What needs to be done
Write every line of the material again exactly, with no pictures in the copy.

════════════════

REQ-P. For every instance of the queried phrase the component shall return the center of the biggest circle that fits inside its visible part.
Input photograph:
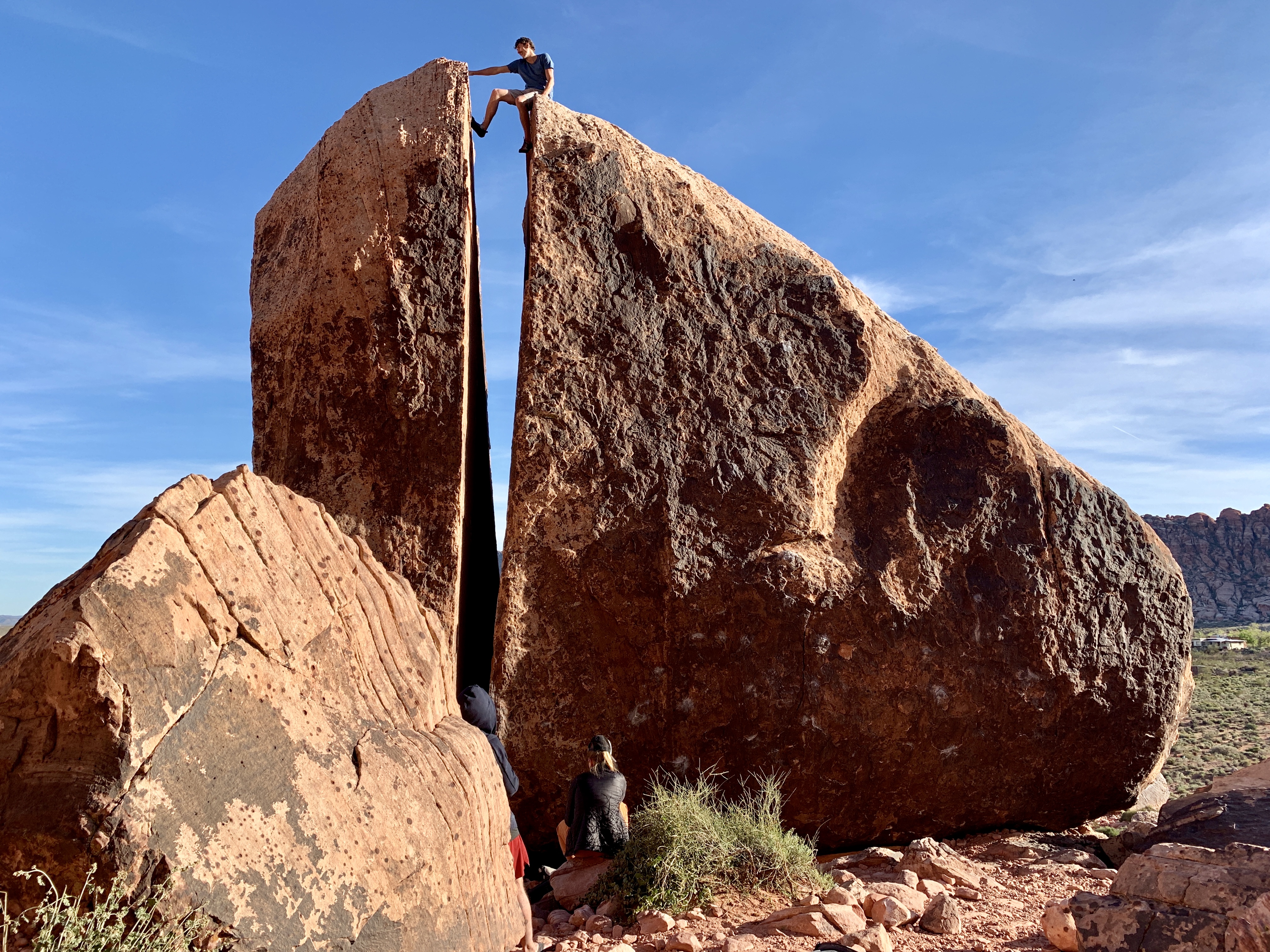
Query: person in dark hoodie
(478, 710)
(596, 820)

════════════════

Response
REQ-P. For every instance of the queried phrase the component shall return the center of the biggest circle that fits inside its visible part.
Input photograph:
Query: person in dark hoodie
(478, 710)
(596, 820)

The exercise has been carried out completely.